Пункты, перечисленные в наборе данных:

■ ■ ■ ■ ■ ■ ■

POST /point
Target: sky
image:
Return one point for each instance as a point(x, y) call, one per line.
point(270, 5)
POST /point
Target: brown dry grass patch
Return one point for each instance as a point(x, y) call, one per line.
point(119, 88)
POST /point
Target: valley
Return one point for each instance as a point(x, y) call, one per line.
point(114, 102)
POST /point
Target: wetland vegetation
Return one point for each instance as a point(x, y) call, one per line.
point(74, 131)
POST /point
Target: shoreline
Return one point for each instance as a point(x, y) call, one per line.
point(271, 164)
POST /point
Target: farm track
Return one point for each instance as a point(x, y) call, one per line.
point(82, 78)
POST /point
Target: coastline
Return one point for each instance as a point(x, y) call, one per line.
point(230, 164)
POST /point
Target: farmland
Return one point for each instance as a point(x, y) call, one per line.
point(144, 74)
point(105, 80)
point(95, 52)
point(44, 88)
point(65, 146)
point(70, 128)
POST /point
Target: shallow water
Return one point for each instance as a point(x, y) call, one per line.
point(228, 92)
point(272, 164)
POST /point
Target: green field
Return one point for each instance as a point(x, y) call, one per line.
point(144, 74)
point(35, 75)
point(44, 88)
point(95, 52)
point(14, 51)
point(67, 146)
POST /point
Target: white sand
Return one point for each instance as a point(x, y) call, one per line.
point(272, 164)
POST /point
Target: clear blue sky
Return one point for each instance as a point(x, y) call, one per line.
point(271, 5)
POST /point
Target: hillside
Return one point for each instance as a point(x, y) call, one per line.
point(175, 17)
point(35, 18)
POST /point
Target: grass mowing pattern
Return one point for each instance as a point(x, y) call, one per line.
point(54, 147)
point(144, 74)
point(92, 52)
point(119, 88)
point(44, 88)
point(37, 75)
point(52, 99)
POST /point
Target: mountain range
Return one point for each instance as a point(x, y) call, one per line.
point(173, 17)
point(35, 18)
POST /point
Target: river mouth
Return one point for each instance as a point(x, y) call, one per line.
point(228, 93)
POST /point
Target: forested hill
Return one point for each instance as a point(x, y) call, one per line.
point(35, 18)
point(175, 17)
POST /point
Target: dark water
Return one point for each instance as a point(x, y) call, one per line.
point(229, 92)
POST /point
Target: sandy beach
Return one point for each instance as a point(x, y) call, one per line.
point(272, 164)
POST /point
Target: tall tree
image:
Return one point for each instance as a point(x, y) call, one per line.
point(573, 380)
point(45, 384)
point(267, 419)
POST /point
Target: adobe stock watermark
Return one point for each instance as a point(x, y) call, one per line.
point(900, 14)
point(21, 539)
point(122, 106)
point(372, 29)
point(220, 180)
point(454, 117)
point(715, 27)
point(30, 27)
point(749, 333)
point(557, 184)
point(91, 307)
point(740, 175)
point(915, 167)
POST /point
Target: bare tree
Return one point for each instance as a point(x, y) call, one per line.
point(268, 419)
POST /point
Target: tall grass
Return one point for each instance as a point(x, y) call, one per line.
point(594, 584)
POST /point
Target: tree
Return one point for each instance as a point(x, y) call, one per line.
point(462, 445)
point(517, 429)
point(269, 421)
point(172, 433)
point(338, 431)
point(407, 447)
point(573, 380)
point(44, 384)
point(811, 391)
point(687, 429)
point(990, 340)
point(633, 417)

■ ■ ■ ■ ■ ■ ■

ФОРМУЛИРОВКА ЗАДАНИЯ – Измените все пункты выше, поставив «one per row» вместо «one per line». Всё остальное сохраните без изменений.

РЕЗУЛЬТАТ ВЫПОЛНЕНИЯ –
POST /point
Target: sky
image:
Return one point for each instance as a point(x, y) call, one per row.
point(270, 5)
POST /point
Target: brown dry grass patch
Return one point for each instance as a point(x, y) call, one per row.
point(119, 88)
POST /point
Target: valley
Return one point for each instance as a point(x, y) call, one per row.
point(114, 102)
POST /point
Target: wetland vegetation
Return one point for each instance as a point(x, y) call, one per row.
point(74, 131)
POST /point
Target: shoreline
Return one point for each instance as a point(x, y) call, one per row.
point(271, 164)
POST /point
Target: farm track
Return one point for each instance as a point(x, y) call, one per row.
point(82, 78)
POST /point
Target: coastline
Return one point for each instance as a point(x, y) call, one per row.
point(230, 164)
POST /point
Target: farmland
Return one point for each instance as a point(x, y) call, one per row.
point(144, 74)
point(105, 80)
point(95, 52)
point(44, 88)
point(65, 146)
point(70, 128)
POST /point
Target: shallow water
Return one point for each instance as a point(x, y) call, one per row.
point(228, 92)
point(272, 164)
POST /point
Target: green field
Return one point for each instance as a point(x, y) call, one per row.
point(144, 74)
point(35, 75)
point(44, 88)
point(95, 52)
point(14, 51)
point(67, 146)
POST /point
Target: white sand
Return one point for each instance as a point(x, y) call, one per row.
point(272, 164)
POST /point
Target: clear blue sky
Return one point for each instance as a point(x, y) call, one per row.
point(271, 5)
POST /point
Target: hillside
Return one point for each instance as a point(x, y) call, one per row.
point(175, 17)
point(35, 18)
POST /point
Target: grass mowing pattern
Return one point for each instance as a point(x, y) call, one per row.
point(54, 147)
point(144, 74)
point(92, 52)
point(119, 88)
point(44, 88)
point(37, 75)
point(52, 99)
POST /point
Target: mountain range
Return one point for each instance as a point(x, y) call, one per row.
point(173, 17)
point(35, 18)
POST /point
Target: river mouth
Return one point for each instance as a point(x, y) call, one per row.
point(228, 93)
POST /point
Target: forested hill
Return one point for each instance as a point(x, y) call, one per row.
point(35, 18)
point(175, 17)
POST /point
Target: dark water
Return one point for each instance as a point(x, y) call, one per row.
point(229, 92)
POST /point
Target: sandy beach
Return one point for each instance as a point(x, y) call, one per row.
point(272, 164)
POST /point
Target: tall tree
image:
Return one point for each instance as a point(x, y) call, one per row.
point(573, 380)
point(45, 384)
point(267, 419)
POST /point
Target: adobe stock watermark
Return one point for each instance as a point(x, y) call, one per row.
point(900, 14)
point(21, 539)
point(122, 106)
point(372, 29)
point(220, 180)
point(454, 117)
point(715, 27)
point(30, 27)
point(749, 333)
point(557, 184)
point(91, 307)
point(740, 175)
point(915, 167)
POST /point
Target: bare tree
Return one point for each instance as a point(x, y) call, one per row.
point(268, 419)
POST /point
Target: tall grass
Return one point for each instance as a point(x, y) call, one per row.
point(594, 584)
POST /point
Target: tree
Return one point for each instance as a point(x, y) call, one per row.
point(462, 445)
point(517, 429)
point(269, 421)
point(172, 433)
point(338, 431)
point(407, 447)
point(573, 380)
point(44, 384)
point(811, 391)
point(687, 429)
point(990, 340)
point(633, 417)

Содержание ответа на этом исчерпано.